SOURCE EXTRACT:
○ ○ ○ ○ ○ ○ ○

A screenshot to create alarm is shown.
Figure 5-15 Instance status check monitoring with EC2 Auto Recovery

Recover—This is for system health check failures that can occur when a loss of network connectivity, system power failure, or hardware/software issues occur on the hosting server.

When the system status checks fail, they trigger the StatusCheckFailed_System metric alarm, starting the recovery action for the instance. The failing instance is migrated during the instance reboot to new hardware, and any persistent EBS storage volumes are reattached. Any public IP address is retained; however, any in-memory data contents are lost. Instance types (A1, C3, C4, C5, C5n, M3, M4, M5, M5a, R3, R4, R5, R5a, T2, T3, X1, and X1e) are supported that are hosted on default or dedicated tenancy. Instances must also be hosted in a VPC to use EC2 Auto Recovery.

Elastic Load Balancing Services

Load balancing is certainly not a new networking service; long before the cloud became popular, load balancing was used in data centers to balance network traffic across two servers. The load balancing could have been static, with defined paths, or it could have been dynamic based on the bandwidth utilization of the available paths.

Load balancing also provides a level of redundancy; if one server in the cluster of servers being load-balanced fails, the application or service is still available.

Operating in the AWS cloud, most AWS services are offered with a standard level of redundancy; in fact, the only service offered by AWS without built-in redundancy is the EC2 instance. Redundancy for your EC2 compute resources at AWS is accomplished by having additional instances or containers and placing these resources behind a load balancer. The load balancer that you choose to use could be from the trio of options provided by the ELB service, as shown in Figure 5-16. Or you could choose from a variety of third-party options, including but not limited to Nginx, Cisco, and Broadcom software appliances. Obviously, because this is a book on AWS, we are focused on AWS services, but many customers use third-party products.

The choices for load balancer are shown.
Figure 5-16 AWS load balancer choices

Each load balancer ordered is assigned a traffic profile with a prescribed amount of throughput capacity. The ELB service monitors each online load balancer and scales the capacity required based on the incoming requests.

Each load balancer is charged a monthly fee plus a data transfer charge based on the number of load capacity units (LCUs) used every hour. The LCU is the hourly aggregate total of incoming traffic based on new and active connections, consumed bandwidth, and the number of listener rules that were evaluated. If your workload requires a massive amount of throughput capacity, you can ask Amazon to “prewarm” your load balancer to ensure the load balancer performance is there when required; you need to provide the start and end dates, the expected amount of traffic per second, and the total size of the requests/responses. AWS may tell you that the load balancer that you’ve ordered will be able to handle your expected traffic levels without prewarming, but it’s still a good idea to check if you are going to be hosting applications with massive traffic and scale possibilities at AWS. For most applications, the ELB service can and will scale as required.

○ ○ ○ ○ ○ ○ ○

Excerpts of labeled region data:
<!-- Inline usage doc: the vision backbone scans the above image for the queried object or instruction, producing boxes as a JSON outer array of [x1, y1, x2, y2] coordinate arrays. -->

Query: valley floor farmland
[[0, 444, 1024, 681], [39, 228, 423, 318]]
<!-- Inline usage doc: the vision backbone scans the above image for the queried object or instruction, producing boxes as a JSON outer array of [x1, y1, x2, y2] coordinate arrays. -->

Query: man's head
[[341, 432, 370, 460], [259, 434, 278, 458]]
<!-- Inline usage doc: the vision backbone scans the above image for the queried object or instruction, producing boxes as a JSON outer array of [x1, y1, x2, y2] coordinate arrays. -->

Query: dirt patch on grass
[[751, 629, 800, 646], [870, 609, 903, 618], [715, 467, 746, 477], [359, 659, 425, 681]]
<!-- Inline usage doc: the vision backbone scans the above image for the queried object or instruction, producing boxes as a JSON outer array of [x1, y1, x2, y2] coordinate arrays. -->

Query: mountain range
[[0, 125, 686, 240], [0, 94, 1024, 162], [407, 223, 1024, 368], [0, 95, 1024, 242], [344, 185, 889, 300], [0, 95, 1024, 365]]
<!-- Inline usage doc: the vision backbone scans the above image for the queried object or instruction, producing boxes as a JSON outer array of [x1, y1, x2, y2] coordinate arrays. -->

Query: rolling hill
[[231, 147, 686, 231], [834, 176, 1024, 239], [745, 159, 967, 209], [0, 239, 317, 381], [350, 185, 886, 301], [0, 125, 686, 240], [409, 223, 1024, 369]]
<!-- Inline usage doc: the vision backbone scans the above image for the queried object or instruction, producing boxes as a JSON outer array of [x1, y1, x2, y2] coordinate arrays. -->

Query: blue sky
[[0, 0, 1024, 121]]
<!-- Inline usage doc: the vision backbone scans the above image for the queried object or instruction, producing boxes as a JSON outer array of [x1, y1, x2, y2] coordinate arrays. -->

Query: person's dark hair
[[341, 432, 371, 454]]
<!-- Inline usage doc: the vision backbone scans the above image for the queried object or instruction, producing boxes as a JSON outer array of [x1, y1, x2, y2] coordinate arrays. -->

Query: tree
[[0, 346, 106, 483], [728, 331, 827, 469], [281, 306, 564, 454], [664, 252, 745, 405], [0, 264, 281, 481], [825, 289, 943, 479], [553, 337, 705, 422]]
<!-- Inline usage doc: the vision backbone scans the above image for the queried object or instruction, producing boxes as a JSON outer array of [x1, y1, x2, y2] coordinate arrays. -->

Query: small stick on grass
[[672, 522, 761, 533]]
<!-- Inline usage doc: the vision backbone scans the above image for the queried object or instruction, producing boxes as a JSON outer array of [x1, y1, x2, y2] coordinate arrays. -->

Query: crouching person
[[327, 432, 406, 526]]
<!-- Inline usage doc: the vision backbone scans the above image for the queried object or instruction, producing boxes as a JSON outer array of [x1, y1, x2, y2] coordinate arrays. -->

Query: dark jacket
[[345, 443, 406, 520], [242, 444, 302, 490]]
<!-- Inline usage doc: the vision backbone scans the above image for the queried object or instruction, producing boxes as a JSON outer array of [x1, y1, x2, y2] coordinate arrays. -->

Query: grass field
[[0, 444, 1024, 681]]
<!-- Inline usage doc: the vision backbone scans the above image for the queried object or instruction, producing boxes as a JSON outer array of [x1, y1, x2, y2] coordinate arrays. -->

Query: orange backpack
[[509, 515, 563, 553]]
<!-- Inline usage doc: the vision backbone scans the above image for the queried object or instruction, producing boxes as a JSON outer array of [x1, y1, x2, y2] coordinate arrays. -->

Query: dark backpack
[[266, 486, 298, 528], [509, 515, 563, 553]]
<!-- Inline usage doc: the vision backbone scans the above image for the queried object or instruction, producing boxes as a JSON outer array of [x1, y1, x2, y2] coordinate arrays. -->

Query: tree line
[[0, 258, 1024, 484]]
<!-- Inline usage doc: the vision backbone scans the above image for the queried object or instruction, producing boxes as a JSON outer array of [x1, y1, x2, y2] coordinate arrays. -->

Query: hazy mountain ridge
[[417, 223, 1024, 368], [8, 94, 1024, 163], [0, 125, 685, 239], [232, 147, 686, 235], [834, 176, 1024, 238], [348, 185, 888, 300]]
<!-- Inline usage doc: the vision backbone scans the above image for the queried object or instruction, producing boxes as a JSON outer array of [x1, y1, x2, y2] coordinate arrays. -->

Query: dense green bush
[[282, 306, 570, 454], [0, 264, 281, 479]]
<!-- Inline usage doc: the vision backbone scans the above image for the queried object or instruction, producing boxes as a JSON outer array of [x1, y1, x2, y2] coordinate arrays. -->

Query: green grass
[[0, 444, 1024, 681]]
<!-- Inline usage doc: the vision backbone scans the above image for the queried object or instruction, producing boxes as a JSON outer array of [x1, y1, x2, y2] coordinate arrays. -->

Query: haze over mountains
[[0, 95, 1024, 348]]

○ ○ ○ ○ ○ ○ ○

CHALLENGE 1:
Do these statements agree with the text on EC2 Auto Recovery and load balancing? (a) When EC2 Auto Recovery moves a failing instance to new hardware, its in-memory data is kept. (b) The EC2 instance is the only AWS service offered without built-in redundancy. (c) A request to prewarm a load balancer must include the expected amount of traffic per second. Answer each with yes or no and quote the deciding words.
CHALLENGE 2:
Can you turn the stretch of records from their start through the line containing "[[341, 432, 370, 460], [259, 434, 278, 458]]" into a numbered list, leaving out blank lines?

WORKED SOLUTION 1:
(a) No: "any in-memory data contents are lost."
(b) Yes: "the only service offered by AWS without built-in redundancy is the EC2 instance."
(c) Yes: "you need to provide the start and end dates, the expected amount of traffic per second, and the total size of the requests/responses."

WORKED SOLUTION 2:
1. <!-- Inline usage doc: the vision backbone scans the above image for the queried object or instruction, producing boxes as a JSON outer array of [x1, y1, x2, y2] coordinate arrays. -->
2. Query: valley floor farmland
3. [[0, 444, 1024, 681], [39, 228, 423, 318]]
4. <!-- Inline usage doc: the vision backbone scans the above image for the queried object or instruction, producing boxes as a JSON outer array of [x1, y1, x2, y2] coordinate arrays. -->
5. Query: man's head
6. [[341, 432, 370, 460], [259, 434, 278, 458]]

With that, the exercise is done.